> WORK TO BE COMPLETED:
Please give the listing again, word for word, with nothing left out.
◆ ◆ ◆ ◆
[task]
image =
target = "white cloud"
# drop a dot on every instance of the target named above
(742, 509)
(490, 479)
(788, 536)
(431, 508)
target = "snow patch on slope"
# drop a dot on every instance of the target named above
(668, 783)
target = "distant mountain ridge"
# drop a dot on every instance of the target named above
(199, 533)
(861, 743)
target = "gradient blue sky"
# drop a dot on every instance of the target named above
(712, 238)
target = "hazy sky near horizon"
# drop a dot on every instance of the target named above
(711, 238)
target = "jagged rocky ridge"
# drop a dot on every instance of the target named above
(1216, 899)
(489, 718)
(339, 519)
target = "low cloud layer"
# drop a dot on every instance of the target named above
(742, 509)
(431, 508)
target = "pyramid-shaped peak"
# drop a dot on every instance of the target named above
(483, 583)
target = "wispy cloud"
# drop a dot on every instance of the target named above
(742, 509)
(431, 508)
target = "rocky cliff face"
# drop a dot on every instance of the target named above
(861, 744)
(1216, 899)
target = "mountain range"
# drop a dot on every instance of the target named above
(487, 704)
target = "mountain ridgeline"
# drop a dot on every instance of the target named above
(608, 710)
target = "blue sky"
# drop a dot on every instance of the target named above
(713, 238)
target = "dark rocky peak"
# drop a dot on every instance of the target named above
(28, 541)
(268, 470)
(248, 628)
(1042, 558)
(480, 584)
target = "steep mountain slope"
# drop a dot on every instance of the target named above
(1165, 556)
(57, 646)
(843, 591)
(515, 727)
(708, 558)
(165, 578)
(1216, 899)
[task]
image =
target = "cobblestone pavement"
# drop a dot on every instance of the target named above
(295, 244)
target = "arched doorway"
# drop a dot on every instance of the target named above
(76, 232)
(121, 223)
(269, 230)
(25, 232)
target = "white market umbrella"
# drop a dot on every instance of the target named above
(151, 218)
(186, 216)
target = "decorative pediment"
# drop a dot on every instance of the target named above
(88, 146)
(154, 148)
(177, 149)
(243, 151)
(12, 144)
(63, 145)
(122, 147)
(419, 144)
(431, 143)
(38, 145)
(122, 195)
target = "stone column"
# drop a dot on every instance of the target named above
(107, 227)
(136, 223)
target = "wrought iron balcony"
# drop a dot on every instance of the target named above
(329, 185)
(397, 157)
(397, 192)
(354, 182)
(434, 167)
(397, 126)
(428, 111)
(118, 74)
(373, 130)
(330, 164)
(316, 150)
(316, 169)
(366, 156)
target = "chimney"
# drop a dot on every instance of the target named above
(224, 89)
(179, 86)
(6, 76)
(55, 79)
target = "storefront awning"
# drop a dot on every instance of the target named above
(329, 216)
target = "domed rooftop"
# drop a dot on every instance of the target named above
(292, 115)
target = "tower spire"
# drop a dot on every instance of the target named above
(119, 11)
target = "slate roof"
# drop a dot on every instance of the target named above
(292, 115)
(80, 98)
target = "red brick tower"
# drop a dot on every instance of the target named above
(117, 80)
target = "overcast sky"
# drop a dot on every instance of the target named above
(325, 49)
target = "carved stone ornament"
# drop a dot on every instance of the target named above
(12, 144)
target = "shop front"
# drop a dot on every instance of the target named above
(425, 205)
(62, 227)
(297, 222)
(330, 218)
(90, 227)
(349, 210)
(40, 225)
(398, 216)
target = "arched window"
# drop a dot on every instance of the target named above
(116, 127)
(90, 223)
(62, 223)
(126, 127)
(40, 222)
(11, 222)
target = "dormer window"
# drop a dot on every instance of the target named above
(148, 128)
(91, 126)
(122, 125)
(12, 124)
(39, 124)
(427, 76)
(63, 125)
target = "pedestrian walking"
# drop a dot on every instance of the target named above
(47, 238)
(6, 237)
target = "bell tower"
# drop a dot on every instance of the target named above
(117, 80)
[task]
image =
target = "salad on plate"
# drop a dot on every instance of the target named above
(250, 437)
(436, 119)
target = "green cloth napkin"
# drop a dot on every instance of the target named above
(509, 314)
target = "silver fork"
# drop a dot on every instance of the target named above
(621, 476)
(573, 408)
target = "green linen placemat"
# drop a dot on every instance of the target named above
◆ ◆ ◆ ◆
> WRITTEN RESPONSE:
[task]
image =
target = "white cloud"
# drop a dot on every instance of the target named above
(742, 509)
(490, 479)
(788, 536)
(431, 508)
target = "snow patch on slope"
# drop a dot on every instance of the target named above
(668, 783)
target = "distant mountain ridge"
# drop a dot on every instance of the target named above
(199, 533)
(861, 743)
target = "gradient blue sky"
# drop a dot on every instance of the target named above
(712, 238)
target = "hazy sky near horizon"
# drop a dot on every instance of the target named above
(711, 238)
target = "jagged rocky ridge"
# drop a dot on every instance of the target named above
(1216, 899)
(489, 718)
(339, 519)
target = "low cloud layer"
# drop a dot on every instance of the target named above
(742, 509)
(431, 508)
target = "pyramid-shaped peak"
# drop a dot on every instance of the target named above
(483, 583)
target = "wispy cloud"
# drop a dot on every instance of the target named above
(742, 509)
(431, 508)
target = "rocky cliff face"
# drop a dot on every instance of the target named above
(861, 744)
(1216, 899)
target = "mountain range"
# drop a dot on every instance of the target named above
(487, 704)
target = "mountain ridgeline"
# drop a dot on every instance of the target named above
(608, 710)
target = "blue sky"
# drop a dot on every instance of the target named above
(713, 238)
target = "dark rocky peak"
# drop a dot on every instance of the target named above
(28, 541)
(268, 470)
(248, 628)
(1042, 558)
(480, 584)
target = "steep mountain slope"
# drop a dot on every instance of the target named above
(1165, 556)
(57, 646)
(843, 591)
(515, 727)
(708, 558)
(165, 578)
(1216, 899)
[task]
image =
target = "cobblestone pavement"
# drop a dot on every instance of the target named above
(295, 244)
target = "arched doorway"
# drop a dot on every instance of the target named above
(76, 232)
(121, 223)
(269, 230)
(25, 232)
target = "white market umbrella"
# drop a dot on every instance of the target named above
(151, 218)
(186, 216)
target = "decorative pediment"
# drop a dot on every instance of the target named above
(88, 146)
(154, 148)
(177, 149)
(243, 151)
(12, 144)
(63, 145)
(122, 147)
(419, 144)
(431, 143)
(38, 145)
(122, 195)
target = "stone column"
# drop a dot on every instance of the target named above
(107, 227)
(136, 223)
target = "wrought iron balcony"
# drop a dot on every instance of the target named above
(329, 185)
(397, 157)
(397, 192)
(354, 182)
(434, 167)
(397, 126)
(428, 111)
(118, 74)
(373, 130)
(330, 164)
(316, 150)
(316, 169)
(366, 156)
target = "chimney"
# drop a dot on every instance of the target named above
(224, 89)
(179, 86)
(6, 76)
(55, 79)
target = "storefront awning"
# drop a dot on every instance of the target named above
(329, 216)
target = "domed rooftop"
# drop a dot on every instance of the target named above
(292, 115)
target = "tower spire"
# drop a dot on every instance of the target named above
(119, 11)
target = "slate roof"
# drop a dot on every instance of the target named above
(292, 115)
(80, 98)
target = "red brick tower"
# drop a dot on every instance of the target named above
(117, 80)
target = "overcast sky"
# drop a dot on every instance of the target named above
(325, 49)
target = "carved stone ornament"
# drop a dot on every instance of the target named above
(12, 144)
target = "shop front"
# drop a dot on every instance of the target named above
(425, 205)
(62, 227)
(297, 222)
(330, 218)
(90, 227)
(349, 210)
(40, 225)
(398, 216)
target = "arched window"
# drop a dot on every instance of the target named above
(116, 127)
(90, 223)
(62, 223)
(126, 127)
(40, 222)
(11, 222)
target = "dormer window"
# drop a dot on every instance of the target named above
(148, 128)
(91, 126)
(122, 125)
(12, 124)
(39, 124)
(427, 76)
(63, 125)
target = "pedestrian walking"
# drop a dot on every instance of the target named above
(47, 238)
(6, 237)
target = "bell tower"
# drop a dot on every instance of the target named above
(117, 80)
[task]
image =
target = "salad on plate"
# drop a dot on every instance of the target named above
(250, 437)
(436, 119)
target = "green cloth napkin"
# drop a dot on every instance of the target named above
(509, 314)
target = "silver fork"
# drop a dot on every instance of the target named above
(621, 476)
(573, 408)
target = "green linen placemat"
# drop a dot on every instance of the target named above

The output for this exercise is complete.